Extend the piece about the West Gallery exhibition of stitched photographs and abstract paintings, picking up right after its last sentence.

=== Extract to read ===

February - April 2012
The West Gallery, Quay Arts, IW
Photos: Steve Thearle
‘So the exhibition takes you from explosive curves to the abstract paintings, and also to a draped sail of photographic images, machine-stitched with a red thread. The thread remains on its reel and is part of the exhibit, something which could be overlooked at first but once noticed is a stunning visual metaphor.
“I walk every day among the ancient woodland around my house, and I take my camera out. It’s my way of unravelling, to present what’s inside in an outward appearance. These are thought processes and the memories and the responses – but they are tethered to the ground before they disappear from your thought process.”
Getting out the sewing machine to hold down your thoughts is a wonderful amalgam of ethereal artistry and practical craft. “Stitching the paper can be quite meditative,” she says as she recalls the order with which she placed the photographs. “They repeat, as memories do as they come back to you – but sometimes they turn and become a different thought but with the same connotations.”

=== Data provided ===

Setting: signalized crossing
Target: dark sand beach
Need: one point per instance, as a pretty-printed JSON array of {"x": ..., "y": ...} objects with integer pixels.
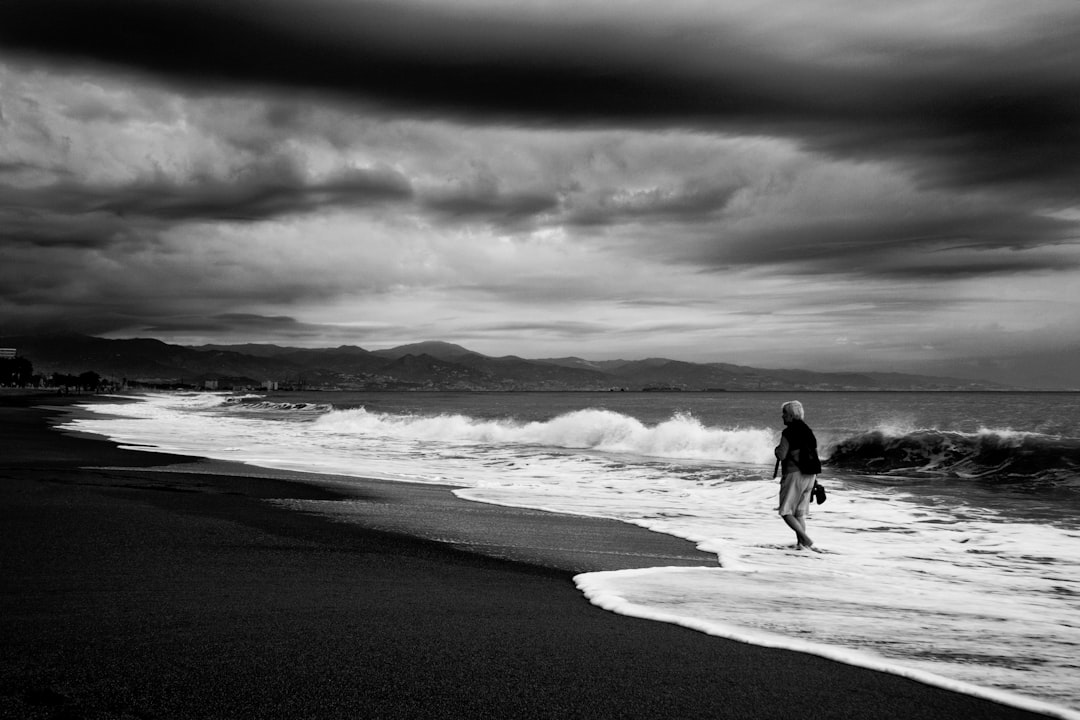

===

Response for this exercise
The resulting dreamscape drape, almost a still from a black and white movie of her life, might seem to be a completely separate project from the strong and bold sculptures, but actually they are very much part of the same project: “These [the dreams] are the ethereal bits that can leave you, and these [sculptures] are the grounding bits. I was working in the studio, painting stitching the paper work, and started playing with sheets of painted paper. I cut into them and created tiny three-dimensional maquettes, and they helped me make sense of the 3-D project we’ve been working on that was the house. It was to do with the volume of the shadow and light and the spaces in between, and the emotional points of it.”
Text from ‘Hold That Thought’ by Roz Whistance. Style of Wight Magazine 2012
LIVES of SPACES is an autobiographical exhibition, featuring large scale enamel and steel sculptures, murals, paper installations and vibrant abstract paintings of textured acrylic and graphite.
These enamel and steel sculptures are Traxler’s ‘exploded paintings’.
A limited edition book about Traxler’s work with essays by art critic and author Peter Davies and artist and lecturer Jonathan Parsons accompanied the exhibition.